**Quoted text**.
————————

Whether or not the Star Thrower agrees with Wilson, he would, in the words of Dr Seuss’ Lorax, be a person who indeed cares a whole awful lot. As with many other threats to the environment, including those that apply to the Great Barrier Reef, every difference made, no matter how small, counts. And thankfully, despite the doom and gloom covered in the previous posts on dying coral and badly-made decisions, there are quite a few Star Throwers out there.
1. The Great Barrier Reef Marine Park Authority (GBRMPA)
The GBRMPA is a government-based organisation meant to oversee the care and proper use of the Great Barrier Reef. The GBRMPA maintains a website of comprehensive guidelines and information that is readily accessible to the general public. It works closely with researchers and scientists to monitor and tackle threats to the Reef (one example is the research cited in the post on the crown of thorns starfish) and also with other government authorities, advisory committees, indigenous peoples groups living on the Reef and even industry players in areas like tourism and fishing. All this is done so as to best maintain the Reef and make sure it is used in a sustainable manner. The GBRMPA also uses this information, gathered from a multitude of perspectives, to legislate policies regarding the Reef and resolve conflicts.
Given the work done by the GBRMPA, it relates to the concept of the management of the so-called ‘commons’, a term used by American ecologist Garrett Hardin in his 1968 essay “The Tragedy of the Commons”. Using the analogy of a pasture utilised by several cattle ranchers, Hardin illustrated a bleak situation. If each rancher were to look out only for his own self-interest, he would add as many heads of cattle to the pasture as he possibly could to maximise the profits he could gain from his herd. No one rancher owns the pasture, and each rancher feels no obligation, no responsibility to care for the pasture or ensure that this common pool resource is being used at a sustainable rate. This results in the tragedy Hardin describes.

————————

Excerpts from a location annotation dataset:
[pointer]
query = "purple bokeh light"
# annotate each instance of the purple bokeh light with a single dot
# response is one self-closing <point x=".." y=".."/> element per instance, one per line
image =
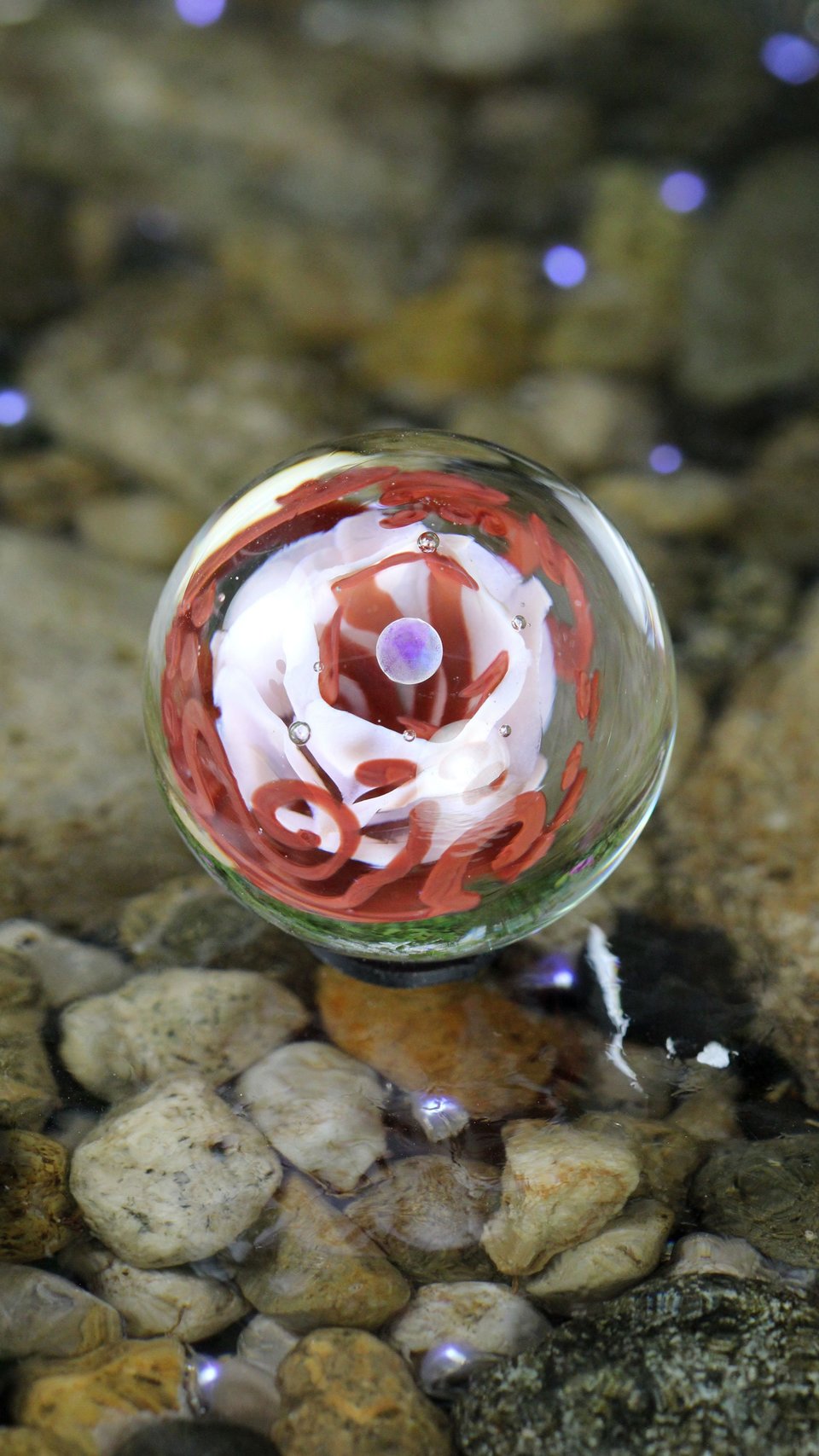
<point x="14" y="407"/>
<point x="792" y="59"/>
<point x="665" y="459"/>
<point x="682" y="191"/>
<point x="200" y="12"/>
<point x="563" y="265"/>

————————

**Required actions**.
a. Reproduce the stretch of the Great Barrier Reef text from "Given the work" through "tragedy Hardin describes.".
b. Gather every line of the records that contains the string "purple". Case counts.

**Worked solutions**.
a.
Given the work done by the GBRMPA, it relates to the concept of the management of the so-called ‘commons’, a term used by American ecologist Garrett Hardin in his 1968 essay “The Tragedy of the Commons”. Using the analogy of a pasture utilised by several cattle ranchers, Hardin illustrated a bleak situation. If each rancher were to look out only for his own self-interest, he would add as many heads of cattle to the pasture as he possibly could to maximise the profits he could gain from his herd. No one rancher owns the pasture, and each rancher feels no obligation, no responsibility to care for the pasture or ensure that this common pool resource is being used at a sustainable rate. This results in the tragedy Hardin describes.

b.
query = "purple bokeh light"
# annotate each instance of the purple bokeh light with a single dot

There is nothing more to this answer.